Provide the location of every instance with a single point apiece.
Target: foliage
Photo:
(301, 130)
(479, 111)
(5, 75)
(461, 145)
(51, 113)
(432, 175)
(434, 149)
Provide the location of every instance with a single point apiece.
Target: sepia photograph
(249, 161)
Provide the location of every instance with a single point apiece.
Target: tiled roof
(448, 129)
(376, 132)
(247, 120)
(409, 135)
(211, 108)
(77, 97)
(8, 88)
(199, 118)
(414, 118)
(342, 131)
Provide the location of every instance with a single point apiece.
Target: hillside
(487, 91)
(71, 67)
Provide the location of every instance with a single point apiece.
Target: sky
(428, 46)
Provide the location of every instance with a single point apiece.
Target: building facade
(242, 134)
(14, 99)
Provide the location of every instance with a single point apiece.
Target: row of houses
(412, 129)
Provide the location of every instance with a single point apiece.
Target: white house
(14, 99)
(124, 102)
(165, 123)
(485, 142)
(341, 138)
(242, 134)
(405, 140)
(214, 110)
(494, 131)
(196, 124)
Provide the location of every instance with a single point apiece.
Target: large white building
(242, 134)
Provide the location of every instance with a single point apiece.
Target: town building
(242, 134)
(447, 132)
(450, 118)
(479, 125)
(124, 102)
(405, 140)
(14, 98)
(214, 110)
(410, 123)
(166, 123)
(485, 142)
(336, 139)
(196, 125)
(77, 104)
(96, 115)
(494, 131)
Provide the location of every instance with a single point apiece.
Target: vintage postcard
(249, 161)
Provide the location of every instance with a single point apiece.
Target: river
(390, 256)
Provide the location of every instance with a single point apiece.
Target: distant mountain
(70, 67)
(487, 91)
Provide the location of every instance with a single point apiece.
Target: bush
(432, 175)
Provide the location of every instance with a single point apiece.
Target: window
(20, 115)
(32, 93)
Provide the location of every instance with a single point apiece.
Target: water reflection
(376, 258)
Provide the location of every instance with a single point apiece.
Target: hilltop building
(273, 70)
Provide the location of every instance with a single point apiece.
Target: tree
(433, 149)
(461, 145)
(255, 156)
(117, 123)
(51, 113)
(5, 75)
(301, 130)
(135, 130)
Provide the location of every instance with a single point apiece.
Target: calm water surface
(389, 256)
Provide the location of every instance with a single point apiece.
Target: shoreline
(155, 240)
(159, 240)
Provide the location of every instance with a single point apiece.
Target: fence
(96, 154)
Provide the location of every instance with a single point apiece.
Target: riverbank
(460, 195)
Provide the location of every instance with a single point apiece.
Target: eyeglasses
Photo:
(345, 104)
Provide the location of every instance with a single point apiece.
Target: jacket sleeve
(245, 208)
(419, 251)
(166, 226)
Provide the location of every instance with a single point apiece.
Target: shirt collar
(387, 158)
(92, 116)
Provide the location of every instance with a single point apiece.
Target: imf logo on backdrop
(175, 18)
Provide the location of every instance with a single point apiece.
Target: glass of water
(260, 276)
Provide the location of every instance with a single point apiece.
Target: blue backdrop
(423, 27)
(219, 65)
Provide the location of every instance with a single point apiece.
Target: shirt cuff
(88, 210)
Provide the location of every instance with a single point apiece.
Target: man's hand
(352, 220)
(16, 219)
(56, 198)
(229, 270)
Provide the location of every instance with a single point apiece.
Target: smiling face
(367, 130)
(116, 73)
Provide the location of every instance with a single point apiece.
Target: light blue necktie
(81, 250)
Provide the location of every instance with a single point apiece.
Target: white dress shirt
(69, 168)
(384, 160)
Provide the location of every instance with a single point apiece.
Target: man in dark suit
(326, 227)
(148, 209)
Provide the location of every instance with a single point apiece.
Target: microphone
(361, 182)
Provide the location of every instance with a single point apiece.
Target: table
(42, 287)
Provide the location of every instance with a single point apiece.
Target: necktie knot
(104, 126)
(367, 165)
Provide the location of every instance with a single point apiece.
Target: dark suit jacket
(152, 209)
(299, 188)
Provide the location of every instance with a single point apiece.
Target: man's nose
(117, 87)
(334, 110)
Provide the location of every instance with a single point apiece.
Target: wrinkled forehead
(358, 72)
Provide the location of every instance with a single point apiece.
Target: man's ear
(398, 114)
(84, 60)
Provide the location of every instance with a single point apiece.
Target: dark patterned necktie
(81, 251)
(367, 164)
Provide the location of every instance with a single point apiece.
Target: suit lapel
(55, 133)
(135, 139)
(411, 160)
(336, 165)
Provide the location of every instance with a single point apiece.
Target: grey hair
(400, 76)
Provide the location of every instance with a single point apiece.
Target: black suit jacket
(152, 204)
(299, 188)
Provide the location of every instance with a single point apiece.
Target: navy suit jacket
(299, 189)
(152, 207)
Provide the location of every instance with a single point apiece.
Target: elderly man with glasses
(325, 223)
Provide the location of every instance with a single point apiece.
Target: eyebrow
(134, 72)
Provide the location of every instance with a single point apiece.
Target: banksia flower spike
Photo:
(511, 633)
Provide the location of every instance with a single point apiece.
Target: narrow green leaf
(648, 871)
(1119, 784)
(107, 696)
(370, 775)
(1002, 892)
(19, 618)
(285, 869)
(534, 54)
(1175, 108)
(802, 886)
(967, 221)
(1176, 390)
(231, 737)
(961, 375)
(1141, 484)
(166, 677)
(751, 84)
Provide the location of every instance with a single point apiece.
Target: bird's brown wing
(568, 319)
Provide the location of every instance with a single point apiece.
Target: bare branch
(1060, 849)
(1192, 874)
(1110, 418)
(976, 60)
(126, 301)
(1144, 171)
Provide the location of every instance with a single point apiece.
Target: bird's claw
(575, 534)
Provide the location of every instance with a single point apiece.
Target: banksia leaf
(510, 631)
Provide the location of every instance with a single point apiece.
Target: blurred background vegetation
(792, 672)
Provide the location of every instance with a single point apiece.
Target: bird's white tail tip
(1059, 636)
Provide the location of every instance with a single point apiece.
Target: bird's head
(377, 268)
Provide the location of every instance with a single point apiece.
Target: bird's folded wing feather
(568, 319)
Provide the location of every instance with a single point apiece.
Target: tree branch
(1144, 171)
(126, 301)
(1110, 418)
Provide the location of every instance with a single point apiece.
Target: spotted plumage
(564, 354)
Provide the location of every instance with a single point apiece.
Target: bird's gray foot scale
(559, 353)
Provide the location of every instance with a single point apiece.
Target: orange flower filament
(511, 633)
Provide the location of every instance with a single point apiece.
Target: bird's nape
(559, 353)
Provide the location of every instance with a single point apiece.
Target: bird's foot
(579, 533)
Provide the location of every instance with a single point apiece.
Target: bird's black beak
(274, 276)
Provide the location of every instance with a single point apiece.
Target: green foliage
┄┄┄┄┄┄┄┄┄┄┄┄┄┄┄┄┄┄┄┄
> _What is expected_: Copy out all the lines of the records that include "foliage".

> _Result for this exercise_:
Target: foliage
Target: green foliage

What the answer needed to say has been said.